TEXT SEGMENT.
# Perdomo Mistakes



## Nickerson (Mar 19, 2009)

Hey guys.

Was looking to try and get some new cigars, nothing pricey since I'm always on a budget. Was considering the following 2.

JR Edicion Limitada Alternatives Hoyo Piramide

Perdomo 2 'Mistakes' Milenario Cameroon

The JR Alts are $38.00 for 20, they look really good. The Perdomo's are for $42.00 for 25 cigars on the devil site, they are a little bigger, and you get 5 more.

Not sure which to go for really. Which would you choose? Any other recommendations?

Thanks fellas.


----------



## Coop D (Oct 19, 2008)

heard some draw issues with Jr's ALt's

Just watch the Devil site for good deals on non 2nds


----------



## Nickerson (Mar 19, 2009)

Coop D said:


> heard some draw issues with Jr's ALt's
> 
> Just watch the Devil site for good deals on non 2nds


Thanks. Theres a Padilla Torpedo Mega-Sampler up for sale on cbid. Might be able to get it for just shy of $50.00. Sells for $70.00, valued at $192.00.

4 - Padilla Achilles Torpedo (6" x 54)
4 - Padilla Habano Torpedo (6.25" x 52)
4 - Padilla Miami Torpedo (6.1" x 52)
4 - Padilla Obsidian Belicoso (6" x 54)
4 - Padilla Series '68 Torpedo (6.1" x 52)

I'll keep an eye on it. 

If I can't get it, might get 1 of the other 2. Not sure which.


----------



## Coop D (Oct 19, 2008)

I say wait for a good Daily deal day, or a Jamblaya day. you can really do some damage!!!


----------



## Nickerson (Mar 19, 2009)

Coop D said:


> I say wait for a good Daily deal day, or a Jamblaya day. you can really do some damage!!!


Hate waiting though. Specially while I have nothing to smoke but some cigarillos at the moment.


----------



## mubuck (Sep 23, 2008)

I don't care for the JR alternatives or the Perdomo 2nds. For the money I prefer the Flor de Oliva bundles, the RP select or 2nds, or the Famous Cigar Supervisor Selection (AB Maxx 2nds)


----------



## Nickerson (Mar 19, 2009)

mubuck said:


> I don't care for the JR alternatives or the Perdomo 2nds. For the money I prefer the Flor de Oliva bundles, the RP select or 2nds, or the Famous Cigar Supervisor Selection (AB Maxx 2nds)


Didn't consider the Flor de Oliva's thanks. 

Giants 1066 (10 x 66)

God that is a monster... 10 inches and a 66 ring gauge? good lord...


----------



## mubuck (Sep 23, 2008)

Nickerson said:


> Didn't consider the Flor de Oliva's thanks.
> 
> Giants 1066 (10 x 66)
> 
> God that is a monster... 10 inches and a 66 ring gauge? good lord...

STORED ROWS.
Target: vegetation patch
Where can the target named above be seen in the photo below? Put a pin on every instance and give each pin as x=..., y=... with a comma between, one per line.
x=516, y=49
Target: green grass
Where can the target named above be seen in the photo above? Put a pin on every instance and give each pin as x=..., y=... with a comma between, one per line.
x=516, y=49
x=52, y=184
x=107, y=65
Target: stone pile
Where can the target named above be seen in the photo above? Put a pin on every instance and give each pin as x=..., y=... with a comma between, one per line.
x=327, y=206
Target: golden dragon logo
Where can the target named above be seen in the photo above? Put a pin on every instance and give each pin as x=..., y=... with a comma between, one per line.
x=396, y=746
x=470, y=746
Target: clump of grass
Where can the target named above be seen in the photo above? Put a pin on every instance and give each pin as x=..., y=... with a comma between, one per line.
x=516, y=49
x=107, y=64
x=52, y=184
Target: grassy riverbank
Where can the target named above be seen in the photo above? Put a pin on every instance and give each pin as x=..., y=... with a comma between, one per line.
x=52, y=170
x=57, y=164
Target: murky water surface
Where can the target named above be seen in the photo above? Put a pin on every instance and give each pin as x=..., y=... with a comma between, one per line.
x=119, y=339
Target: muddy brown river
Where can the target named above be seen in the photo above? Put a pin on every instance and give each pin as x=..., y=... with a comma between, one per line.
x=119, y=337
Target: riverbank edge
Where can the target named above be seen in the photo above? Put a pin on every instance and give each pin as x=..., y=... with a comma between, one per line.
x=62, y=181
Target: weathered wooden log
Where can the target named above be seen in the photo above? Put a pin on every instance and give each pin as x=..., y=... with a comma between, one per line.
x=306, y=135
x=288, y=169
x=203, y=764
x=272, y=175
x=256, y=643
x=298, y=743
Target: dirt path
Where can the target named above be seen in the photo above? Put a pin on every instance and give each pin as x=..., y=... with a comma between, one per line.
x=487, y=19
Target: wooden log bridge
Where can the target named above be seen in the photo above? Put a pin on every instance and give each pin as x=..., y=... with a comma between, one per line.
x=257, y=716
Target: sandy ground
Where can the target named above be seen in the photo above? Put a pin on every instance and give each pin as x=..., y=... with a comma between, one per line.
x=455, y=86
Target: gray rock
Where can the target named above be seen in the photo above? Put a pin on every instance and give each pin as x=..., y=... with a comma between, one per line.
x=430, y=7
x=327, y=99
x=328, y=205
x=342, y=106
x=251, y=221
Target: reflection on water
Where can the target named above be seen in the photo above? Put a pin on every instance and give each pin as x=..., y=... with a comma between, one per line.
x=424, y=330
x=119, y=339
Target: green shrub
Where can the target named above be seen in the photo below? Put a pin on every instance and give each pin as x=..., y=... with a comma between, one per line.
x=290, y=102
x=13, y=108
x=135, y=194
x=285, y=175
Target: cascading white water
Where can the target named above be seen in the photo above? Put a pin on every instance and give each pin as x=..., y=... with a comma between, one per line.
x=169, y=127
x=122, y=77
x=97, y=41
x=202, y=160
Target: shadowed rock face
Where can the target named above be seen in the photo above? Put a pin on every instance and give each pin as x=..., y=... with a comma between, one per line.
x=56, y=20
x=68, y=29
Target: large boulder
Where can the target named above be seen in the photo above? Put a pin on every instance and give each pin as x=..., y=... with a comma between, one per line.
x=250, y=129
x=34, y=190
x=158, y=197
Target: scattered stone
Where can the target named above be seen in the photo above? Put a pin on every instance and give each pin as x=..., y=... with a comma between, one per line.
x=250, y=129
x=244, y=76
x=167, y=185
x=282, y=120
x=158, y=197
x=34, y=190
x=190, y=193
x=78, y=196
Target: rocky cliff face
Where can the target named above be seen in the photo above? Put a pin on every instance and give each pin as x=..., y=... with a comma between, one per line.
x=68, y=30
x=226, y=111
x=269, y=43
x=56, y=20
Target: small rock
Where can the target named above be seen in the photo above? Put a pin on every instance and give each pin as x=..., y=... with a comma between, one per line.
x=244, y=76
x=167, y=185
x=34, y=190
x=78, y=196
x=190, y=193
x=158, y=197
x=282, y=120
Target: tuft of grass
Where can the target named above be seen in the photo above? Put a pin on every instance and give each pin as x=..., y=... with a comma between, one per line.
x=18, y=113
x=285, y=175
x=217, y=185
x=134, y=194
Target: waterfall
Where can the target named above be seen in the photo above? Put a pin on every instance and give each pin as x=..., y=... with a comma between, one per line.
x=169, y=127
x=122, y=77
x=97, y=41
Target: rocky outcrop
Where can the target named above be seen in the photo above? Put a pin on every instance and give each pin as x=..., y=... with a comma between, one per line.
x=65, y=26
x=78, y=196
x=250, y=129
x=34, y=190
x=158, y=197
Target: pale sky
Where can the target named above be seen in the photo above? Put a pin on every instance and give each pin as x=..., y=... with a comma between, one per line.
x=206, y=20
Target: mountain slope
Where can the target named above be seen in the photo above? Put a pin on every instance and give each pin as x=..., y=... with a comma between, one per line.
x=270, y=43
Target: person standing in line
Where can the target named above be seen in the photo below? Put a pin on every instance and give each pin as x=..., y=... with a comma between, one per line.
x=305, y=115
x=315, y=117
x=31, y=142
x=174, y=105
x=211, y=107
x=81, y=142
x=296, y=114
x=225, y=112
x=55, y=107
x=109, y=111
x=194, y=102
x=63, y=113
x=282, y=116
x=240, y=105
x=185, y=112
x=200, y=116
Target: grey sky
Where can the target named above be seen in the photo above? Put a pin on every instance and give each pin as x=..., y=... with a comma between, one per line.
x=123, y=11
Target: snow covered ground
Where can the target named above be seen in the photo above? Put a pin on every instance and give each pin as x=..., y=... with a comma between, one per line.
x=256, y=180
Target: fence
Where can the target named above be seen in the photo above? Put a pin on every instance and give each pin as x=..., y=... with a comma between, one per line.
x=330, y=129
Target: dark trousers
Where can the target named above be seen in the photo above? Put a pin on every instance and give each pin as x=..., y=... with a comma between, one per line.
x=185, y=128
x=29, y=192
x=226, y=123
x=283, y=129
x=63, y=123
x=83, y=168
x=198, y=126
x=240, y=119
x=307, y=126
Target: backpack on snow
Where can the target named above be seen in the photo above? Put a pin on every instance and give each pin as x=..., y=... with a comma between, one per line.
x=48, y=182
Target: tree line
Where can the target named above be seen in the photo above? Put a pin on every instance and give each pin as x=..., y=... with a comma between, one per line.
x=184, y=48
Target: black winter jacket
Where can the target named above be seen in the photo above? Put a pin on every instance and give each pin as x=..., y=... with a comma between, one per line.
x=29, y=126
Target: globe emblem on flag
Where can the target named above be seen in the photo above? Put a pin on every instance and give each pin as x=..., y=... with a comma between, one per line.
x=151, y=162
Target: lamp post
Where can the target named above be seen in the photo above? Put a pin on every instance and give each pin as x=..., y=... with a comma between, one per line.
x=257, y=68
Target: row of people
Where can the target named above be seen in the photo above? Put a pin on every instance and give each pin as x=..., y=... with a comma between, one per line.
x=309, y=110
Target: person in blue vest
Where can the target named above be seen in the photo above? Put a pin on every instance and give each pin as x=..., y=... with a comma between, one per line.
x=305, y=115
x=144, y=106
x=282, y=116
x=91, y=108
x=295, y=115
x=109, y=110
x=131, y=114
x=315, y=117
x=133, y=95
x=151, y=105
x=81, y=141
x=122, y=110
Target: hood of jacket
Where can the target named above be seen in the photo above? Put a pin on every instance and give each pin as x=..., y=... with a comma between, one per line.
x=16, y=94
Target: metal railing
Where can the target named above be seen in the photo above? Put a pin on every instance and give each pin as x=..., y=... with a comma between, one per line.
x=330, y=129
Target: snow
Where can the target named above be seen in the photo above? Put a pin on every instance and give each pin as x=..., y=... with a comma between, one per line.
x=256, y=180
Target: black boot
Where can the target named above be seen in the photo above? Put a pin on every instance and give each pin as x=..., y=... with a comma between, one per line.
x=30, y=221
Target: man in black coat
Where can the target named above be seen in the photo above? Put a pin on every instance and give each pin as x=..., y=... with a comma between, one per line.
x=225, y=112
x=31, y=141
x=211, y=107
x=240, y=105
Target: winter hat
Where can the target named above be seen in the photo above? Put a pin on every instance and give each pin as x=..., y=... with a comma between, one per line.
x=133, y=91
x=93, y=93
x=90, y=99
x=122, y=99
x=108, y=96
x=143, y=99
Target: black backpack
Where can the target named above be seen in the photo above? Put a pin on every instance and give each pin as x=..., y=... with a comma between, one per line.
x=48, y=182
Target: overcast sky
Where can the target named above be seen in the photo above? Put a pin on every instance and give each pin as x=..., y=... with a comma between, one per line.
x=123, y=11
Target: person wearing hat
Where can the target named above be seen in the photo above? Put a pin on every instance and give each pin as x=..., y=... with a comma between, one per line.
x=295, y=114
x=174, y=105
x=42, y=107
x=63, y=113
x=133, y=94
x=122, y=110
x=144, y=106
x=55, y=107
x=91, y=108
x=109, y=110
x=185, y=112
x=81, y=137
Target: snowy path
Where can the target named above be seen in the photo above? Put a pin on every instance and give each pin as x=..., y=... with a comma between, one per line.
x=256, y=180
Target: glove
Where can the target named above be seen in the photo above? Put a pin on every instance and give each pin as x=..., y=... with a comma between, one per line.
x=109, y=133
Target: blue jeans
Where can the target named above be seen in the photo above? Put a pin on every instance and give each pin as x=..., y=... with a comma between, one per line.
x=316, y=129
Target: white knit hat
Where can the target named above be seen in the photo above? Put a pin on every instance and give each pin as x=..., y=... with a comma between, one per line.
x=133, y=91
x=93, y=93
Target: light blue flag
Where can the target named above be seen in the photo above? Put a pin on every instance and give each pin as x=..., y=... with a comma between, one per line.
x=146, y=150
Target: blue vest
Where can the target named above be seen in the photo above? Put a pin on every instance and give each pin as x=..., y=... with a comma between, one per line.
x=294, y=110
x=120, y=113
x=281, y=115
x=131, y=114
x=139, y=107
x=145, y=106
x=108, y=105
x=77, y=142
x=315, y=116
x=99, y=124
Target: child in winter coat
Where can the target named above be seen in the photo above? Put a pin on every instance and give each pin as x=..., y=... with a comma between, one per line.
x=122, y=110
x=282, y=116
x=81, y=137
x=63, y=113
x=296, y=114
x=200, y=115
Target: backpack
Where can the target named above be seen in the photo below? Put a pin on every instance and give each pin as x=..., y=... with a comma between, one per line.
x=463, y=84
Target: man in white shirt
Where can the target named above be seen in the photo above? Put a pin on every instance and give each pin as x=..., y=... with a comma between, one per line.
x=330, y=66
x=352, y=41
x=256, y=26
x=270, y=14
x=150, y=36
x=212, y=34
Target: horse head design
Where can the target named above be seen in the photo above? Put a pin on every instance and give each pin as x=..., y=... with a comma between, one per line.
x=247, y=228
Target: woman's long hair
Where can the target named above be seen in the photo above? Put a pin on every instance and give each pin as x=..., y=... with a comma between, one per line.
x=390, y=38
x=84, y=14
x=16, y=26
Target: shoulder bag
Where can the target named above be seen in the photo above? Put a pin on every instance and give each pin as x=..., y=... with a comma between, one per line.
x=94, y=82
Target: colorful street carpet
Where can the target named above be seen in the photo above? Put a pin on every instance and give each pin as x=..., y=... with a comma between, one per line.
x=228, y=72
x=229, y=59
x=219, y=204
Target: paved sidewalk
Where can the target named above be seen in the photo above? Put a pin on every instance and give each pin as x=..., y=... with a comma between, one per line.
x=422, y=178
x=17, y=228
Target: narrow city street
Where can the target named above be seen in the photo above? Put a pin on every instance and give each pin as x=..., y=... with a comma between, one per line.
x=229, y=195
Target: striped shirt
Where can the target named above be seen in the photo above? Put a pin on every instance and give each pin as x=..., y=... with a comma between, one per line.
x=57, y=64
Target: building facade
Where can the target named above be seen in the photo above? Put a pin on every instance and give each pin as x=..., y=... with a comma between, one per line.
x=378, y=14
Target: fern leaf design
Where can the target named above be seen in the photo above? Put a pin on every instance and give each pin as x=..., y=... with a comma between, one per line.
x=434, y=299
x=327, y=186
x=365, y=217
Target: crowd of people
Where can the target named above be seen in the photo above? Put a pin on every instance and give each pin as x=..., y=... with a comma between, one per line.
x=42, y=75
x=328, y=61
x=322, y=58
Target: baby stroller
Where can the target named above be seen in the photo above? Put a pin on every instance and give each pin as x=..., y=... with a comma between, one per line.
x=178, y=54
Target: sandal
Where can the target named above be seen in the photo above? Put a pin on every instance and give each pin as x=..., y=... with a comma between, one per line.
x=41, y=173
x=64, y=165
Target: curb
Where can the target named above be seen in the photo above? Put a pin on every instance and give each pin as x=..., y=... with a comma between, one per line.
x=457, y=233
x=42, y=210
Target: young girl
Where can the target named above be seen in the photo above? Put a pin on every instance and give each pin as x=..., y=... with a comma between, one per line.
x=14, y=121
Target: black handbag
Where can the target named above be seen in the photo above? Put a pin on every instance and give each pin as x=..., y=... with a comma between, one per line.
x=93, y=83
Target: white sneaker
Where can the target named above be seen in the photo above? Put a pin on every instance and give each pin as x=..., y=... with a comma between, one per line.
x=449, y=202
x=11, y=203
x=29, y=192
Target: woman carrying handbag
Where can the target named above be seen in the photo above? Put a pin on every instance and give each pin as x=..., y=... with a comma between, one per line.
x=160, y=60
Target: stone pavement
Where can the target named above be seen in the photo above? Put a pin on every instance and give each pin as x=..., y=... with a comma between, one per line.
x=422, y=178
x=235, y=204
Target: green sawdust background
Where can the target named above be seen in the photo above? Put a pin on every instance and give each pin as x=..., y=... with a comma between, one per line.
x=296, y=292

EXERCISE REQUIREMENTS.
**1.** Copy the entries verbatim, starting with the first line of the entries and going on through the line with "x=62, y=181".
**2.** Write the next part of the cigar forum thread, picking up right after its last line.
The forum thread about cigars has no connection to the entries.

ANSWERS PROVIDED.
**1.**
Target: vegetation patch
Where can the target named above be seen in the photo below? Put a pin on every instance and give each pin as x=..., y=... with a comma between, one per line.
x=516, y=49
Target: green grass
Where can the target named above be seen in the photo above? Put a pin on every instance and give each pin as x=..., y=... with a comma between, one per line.
x=516, y=49
x=52, y=184
x=107, y=65
Target: stone pile
Where can the target named above be seen in the photo above? Put a pin on every instance and give each pin as x=..., y=... with a comma between, one per line.
x=327, y=206
Target: golden dragon logo
Where can the target named above be seen in the photo above? Put a pin on every instance and give each pin as x=..., y=... with a comma between, one per line.
x=396, y=746
x=470, y=746
Target: clump of grass
Where can the target named above be seen in the photo above? Put a pin on every instance and give each pin as x=..., y=... with a comma between, one per line.
x=516, y=49
x=107, y=64
x=52, y=184
Target: grassy riverbank
Where can the target named above be seen in the photo above? Put a pin on every instance and give each pin as x=..., y=... with a comma between, one per line.
x=52, y=170
x=57, y=164
Target: murky water surface
Where can the target named above be seen in the photo above? Put a pin on every instance and give each pin as x=..., y=... with a comma between, one per line.
x=119, y=339
Target: muddy brown river
Where can the target named above be seen in the photo above? Put a pin on every instance and give each pin as x=..., y=... with a comma between, one per line.
x=119, y=337
Target: riverbank edge
Where can the target named above be seen in the photo above? Put a pin on every instance and give each pin as x=..., y=... with a comma between, one per line.
x=62, y=181

**2.**
I like the Corojo and Maduro toros
good luck,


----------



## DBCcigar (Apr 24, 2008)

Fumadores and Benchmande by Pepin


----------



## Coop D (Oct 19, 2008)

Benchmades are solid!!!

Cory.. what about a quick buy on some 5 Vegas???


----------



## Nickerson (Mar 19, 2009)

Coop D said:


> Benchmades are solid!!!
> 
> Cory.. what about a quick buy on some 5 Vegas???


Haven't seen any Fifty Five's up for sale. Was one sunday but I forgot about it and it closed. xD Was to busy working. :"(


----------



## mostholycerebus (Sep 24, 2006)

Those Perdomo 'Mistakes' are a staple in my humidor. I have a few bundles resting now. Helluva smoke for under $2. Get 'em on cbid for about $44 shipped. I find the cameroons way to mild, but the maduro are top notch. If you get a bundle of maduro and end up not liking them, you can always trade them to me.


----------



## Andy (Mar 23, 2008)

also have some resting


----------



## slyder (Mar 17, 2009)

ive been wanting to try the Mistakes for awhile...along with the Slow Aged and Tierra del sols.


----------



## craigchilds (Jan 20, 2006)

Have you considered Perdomo Fresh Rolled from CBid. I got a wheel of 50 for $67. I've found them to be addictively good.


----------



## blueeyedbum (Nov 9, 2008)

DBCcigar said:


> Fumadores and Benchmande by Pepin


I like both. Just bought a couple of boxes of Fumadors Toro's. Can't beat the price $29.50/20 and a cedar box for the coolidor to boot.


----------



## harley33 (Mar 27, 2009)

mostholycerebus said:


> Those Perdomo 'Mistakes' are a staple in my humidor. I have a few bundles resting now. Helluva smoke for under $2. Get 'em on cbid for about $44 shipped. I find the cameroons way to mild, but the maduro are top notch. If you get a bundle of maduro and end up not liking them, you can always trade them to me.


Agreed. I have the 2nds as well as the esv's. My go to stick.


----------



## slyder (Mar 17, 2009)

craigchilds said:


> Have you considered Perdomo Fresh Rolled from CBid. I got a wheel of 50 for $67. I've found them to be addictively good.


Wow! that was a steal!


----------



## Nickerson (Mar 19, 2009)

Just tried a Flor de Oliva, wasn't too bad. Bit mild though, I guess I tend to enjoy a medium to full flavor cigar. The taste was a bit bland. Draw and burn was excellent though.

Can't find the fumadores or benchmades by Don Peppin Garcia on any sites.


----------



## Nickerson (Mar 19, 2009)

WOOHOO! four boxes of 5 Vegas Classic Fifty Five box pressed just got put up on cigarbid! $42.50 buy it now. Last one closed a little bit under that, might just do the buy it now. 

There are also Perdomo 2 Milenario 'Mistakes' Maduro (25) for the same price.


----------



## a j (Jan 8, 2009)

The perdomo Mistakes are a regulars in my humi. smoke the maduro. find any of perdomos are good smokes. Just bought a box of J&r Alts. will not draw no matter what i do. 
good luck A J


----------



## JAJ (Apr 2, 2009)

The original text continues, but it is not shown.